## WHAT YOU HAVE TO DO
The required result is the exact run of lines beginning at the one containing "lawn in this photo." and ending at the last line of the entries.
:: RECORDS SHOWN ::
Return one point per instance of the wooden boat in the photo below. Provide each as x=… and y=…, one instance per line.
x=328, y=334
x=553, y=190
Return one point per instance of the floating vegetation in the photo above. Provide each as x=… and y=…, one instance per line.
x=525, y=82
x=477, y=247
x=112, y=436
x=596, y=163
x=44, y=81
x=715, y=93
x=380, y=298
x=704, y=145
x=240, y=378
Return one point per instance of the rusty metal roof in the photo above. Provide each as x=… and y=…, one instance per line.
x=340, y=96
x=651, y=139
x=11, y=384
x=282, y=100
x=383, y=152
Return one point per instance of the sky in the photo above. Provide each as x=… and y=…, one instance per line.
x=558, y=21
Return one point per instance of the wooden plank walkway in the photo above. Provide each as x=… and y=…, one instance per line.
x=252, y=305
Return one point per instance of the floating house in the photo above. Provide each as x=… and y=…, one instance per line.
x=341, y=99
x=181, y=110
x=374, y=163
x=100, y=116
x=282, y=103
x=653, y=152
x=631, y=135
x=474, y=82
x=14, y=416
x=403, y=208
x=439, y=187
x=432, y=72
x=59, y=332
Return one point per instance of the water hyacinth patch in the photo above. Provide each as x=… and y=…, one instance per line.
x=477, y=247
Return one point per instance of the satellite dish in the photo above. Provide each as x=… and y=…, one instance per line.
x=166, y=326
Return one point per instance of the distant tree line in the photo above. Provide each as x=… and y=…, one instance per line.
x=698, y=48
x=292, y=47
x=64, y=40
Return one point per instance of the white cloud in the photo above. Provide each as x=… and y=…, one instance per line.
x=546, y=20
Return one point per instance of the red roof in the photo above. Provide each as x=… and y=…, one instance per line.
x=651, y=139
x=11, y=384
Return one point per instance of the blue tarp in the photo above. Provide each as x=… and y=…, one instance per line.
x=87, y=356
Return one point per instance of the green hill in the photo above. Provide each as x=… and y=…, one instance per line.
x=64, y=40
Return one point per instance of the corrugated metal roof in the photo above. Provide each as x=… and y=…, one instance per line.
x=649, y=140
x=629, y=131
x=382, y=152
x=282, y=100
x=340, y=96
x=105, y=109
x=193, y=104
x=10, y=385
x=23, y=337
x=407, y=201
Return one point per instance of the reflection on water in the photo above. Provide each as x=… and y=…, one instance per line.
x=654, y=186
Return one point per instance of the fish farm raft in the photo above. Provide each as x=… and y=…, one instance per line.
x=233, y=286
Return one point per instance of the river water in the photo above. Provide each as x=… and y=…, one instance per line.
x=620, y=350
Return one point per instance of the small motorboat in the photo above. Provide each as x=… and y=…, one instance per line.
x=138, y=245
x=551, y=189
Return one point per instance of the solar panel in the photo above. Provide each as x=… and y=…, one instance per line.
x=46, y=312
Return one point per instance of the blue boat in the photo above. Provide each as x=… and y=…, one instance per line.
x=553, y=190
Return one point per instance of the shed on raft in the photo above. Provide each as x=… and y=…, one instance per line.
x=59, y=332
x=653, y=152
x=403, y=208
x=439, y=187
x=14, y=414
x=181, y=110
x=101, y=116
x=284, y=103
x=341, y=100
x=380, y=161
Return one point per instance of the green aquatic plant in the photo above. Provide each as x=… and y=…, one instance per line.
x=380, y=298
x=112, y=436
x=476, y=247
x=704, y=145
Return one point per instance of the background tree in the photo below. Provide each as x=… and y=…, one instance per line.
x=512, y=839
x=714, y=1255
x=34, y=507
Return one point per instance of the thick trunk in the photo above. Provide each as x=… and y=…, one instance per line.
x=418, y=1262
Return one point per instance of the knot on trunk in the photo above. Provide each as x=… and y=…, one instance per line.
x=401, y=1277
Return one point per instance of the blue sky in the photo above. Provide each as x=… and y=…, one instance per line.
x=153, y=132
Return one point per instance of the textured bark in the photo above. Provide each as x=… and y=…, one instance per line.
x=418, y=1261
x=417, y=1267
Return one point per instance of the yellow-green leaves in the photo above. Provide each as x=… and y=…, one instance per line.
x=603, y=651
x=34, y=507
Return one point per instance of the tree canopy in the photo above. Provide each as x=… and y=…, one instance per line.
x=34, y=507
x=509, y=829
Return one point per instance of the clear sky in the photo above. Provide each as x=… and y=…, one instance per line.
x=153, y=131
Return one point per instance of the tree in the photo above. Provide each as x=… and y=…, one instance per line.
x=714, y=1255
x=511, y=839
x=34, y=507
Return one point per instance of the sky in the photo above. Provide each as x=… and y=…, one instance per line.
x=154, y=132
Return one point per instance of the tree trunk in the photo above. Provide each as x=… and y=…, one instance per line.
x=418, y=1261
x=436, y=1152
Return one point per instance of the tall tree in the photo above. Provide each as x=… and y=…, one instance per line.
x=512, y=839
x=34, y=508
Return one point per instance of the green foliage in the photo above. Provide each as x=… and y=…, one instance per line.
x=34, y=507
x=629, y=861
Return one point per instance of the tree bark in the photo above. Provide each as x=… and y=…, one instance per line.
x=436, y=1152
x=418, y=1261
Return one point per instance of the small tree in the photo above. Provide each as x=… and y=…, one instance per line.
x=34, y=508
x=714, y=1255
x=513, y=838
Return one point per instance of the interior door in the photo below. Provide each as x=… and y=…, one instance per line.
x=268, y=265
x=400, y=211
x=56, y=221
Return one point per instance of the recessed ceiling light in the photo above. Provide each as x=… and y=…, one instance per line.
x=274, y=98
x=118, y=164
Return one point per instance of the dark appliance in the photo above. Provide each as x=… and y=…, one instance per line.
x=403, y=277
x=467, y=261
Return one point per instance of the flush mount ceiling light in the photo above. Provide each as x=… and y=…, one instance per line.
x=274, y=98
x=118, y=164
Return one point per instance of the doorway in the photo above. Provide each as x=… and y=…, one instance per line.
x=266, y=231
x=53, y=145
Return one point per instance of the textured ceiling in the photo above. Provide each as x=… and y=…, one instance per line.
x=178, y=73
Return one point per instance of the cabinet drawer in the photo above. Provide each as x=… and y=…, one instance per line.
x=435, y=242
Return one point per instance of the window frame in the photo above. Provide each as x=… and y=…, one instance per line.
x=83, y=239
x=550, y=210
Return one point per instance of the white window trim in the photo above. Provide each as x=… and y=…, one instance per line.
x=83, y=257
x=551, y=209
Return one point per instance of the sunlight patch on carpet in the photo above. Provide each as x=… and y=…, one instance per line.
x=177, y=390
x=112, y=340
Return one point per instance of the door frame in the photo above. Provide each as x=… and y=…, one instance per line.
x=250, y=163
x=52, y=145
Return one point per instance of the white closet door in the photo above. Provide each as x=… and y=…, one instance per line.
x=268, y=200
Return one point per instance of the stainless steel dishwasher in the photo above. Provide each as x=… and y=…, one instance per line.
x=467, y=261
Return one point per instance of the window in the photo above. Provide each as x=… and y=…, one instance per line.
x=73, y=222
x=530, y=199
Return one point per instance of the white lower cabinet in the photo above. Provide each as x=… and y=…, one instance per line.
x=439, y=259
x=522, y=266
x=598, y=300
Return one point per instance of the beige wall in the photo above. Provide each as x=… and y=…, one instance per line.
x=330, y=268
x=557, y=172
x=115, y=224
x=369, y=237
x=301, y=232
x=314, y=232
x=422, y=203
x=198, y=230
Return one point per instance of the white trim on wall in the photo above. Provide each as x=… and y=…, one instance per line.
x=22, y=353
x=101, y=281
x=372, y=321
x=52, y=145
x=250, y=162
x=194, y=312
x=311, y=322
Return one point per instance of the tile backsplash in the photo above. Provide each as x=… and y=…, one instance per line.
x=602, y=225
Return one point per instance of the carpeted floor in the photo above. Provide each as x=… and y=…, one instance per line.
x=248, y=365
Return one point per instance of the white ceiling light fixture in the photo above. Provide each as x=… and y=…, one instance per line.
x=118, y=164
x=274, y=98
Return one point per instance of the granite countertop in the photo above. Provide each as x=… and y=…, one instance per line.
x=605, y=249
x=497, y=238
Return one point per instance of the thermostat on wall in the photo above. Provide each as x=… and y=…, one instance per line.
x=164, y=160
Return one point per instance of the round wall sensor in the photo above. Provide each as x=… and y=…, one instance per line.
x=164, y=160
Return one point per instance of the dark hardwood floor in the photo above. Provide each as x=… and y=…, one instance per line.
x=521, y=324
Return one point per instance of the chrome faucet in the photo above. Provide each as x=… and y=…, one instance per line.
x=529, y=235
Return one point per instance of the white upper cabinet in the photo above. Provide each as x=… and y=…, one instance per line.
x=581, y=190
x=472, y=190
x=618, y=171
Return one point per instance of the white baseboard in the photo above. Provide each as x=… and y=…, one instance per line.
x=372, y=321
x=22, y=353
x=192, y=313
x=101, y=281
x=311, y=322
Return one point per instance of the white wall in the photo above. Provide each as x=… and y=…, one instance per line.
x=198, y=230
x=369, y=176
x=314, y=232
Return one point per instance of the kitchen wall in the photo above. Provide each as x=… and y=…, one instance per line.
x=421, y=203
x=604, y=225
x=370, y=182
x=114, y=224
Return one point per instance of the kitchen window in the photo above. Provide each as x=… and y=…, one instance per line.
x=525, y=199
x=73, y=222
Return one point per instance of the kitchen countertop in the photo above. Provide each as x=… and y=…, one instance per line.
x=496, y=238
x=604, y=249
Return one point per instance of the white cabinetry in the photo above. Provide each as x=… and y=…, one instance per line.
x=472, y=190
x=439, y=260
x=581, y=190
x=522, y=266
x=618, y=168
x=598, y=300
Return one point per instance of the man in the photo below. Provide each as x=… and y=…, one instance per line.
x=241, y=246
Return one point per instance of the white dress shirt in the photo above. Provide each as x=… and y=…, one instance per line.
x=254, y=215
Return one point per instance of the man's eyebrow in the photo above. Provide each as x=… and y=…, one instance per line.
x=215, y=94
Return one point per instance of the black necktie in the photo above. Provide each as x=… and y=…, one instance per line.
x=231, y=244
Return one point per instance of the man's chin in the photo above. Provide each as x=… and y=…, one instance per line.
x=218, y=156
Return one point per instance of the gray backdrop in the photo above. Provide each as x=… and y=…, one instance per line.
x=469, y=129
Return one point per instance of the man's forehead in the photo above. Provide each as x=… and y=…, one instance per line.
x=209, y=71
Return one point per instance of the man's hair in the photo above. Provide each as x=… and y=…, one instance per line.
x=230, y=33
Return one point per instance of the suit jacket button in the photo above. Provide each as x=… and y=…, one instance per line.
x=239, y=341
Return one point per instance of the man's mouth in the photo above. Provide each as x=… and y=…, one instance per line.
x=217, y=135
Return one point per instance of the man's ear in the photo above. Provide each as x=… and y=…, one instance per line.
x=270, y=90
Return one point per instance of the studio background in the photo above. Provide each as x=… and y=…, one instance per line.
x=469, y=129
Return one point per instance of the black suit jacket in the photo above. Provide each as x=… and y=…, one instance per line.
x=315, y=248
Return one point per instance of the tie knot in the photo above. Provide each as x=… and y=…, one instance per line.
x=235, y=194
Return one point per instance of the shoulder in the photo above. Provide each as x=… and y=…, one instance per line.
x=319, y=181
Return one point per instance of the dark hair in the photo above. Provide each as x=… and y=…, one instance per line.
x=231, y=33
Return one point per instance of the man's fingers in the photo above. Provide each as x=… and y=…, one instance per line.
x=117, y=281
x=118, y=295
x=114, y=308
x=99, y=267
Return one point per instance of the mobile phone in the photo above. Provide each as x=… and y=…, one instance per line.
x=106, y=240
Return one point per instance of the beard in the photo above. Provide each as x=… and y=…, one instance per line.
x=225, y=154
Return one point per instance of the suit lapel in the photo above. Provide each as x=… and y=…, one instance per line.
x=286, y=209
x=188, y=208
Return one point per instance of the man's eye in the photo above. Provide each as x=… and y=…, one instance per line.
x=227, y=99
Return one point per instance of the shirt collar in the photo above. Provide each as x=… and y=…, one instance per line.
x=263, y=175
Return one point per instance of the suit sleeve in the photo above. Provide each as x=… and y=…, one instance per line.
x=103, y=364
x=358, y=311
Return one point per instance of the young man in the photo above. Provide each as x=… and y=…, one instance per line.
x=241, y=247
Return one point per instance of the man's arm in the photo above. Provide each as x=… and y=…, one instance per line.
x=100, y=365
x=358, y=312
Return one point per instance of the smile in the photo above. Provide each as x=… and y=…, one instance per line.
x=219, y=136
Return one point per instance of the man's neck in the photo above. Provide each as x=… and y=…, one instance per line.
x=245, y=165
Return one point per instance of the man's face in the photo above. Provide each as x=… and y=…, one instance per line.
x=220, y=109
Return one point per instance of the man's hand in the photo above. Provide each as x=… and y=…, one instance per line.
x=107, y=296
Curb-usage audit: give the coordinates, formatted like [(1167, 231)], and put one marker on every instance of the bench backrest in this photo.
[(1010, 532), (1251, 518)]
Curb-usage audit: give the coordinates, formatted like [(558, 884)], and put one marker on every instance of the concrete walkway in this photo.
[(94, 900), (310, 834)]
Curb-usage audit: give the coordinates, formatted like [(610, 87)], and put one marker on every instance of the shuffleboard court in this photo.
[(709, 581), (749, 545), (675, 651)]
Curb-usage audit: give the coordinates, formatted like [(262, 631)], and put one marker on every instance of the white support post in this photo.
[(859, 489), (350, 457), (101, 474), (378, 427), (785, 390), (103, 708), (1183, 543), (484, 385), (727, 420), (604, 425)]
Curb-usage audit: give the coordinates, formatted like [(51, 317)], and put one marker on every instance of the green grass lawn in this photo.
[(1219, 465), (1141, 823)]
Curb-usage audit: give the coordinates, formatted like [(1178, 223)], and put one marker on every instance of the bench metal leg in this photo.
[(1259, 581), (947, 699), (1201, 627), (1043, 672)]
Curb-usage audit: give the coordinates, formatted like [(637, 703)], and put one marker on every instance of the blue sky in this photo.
:::
## WRITTEN RESPONSE
Curb-usage audit: give the coordinates, formatted like [(51, 317)], and put one marker on every instance of the green grass lawn in this photo.
[(1219, 465), (1141, 823)]
Curb-usage audit: give the coordinates, formatted like [(1178, 223)], and put one marker on every instance of the bench metal leg in this photo.
[(1259, 581), (947, 699), (1201, 627), (1043, 672)]
Curb-usage audit: give the coordinates, formatted like [(637, 703)], and put one marker on every instance of the blue sky in this photo.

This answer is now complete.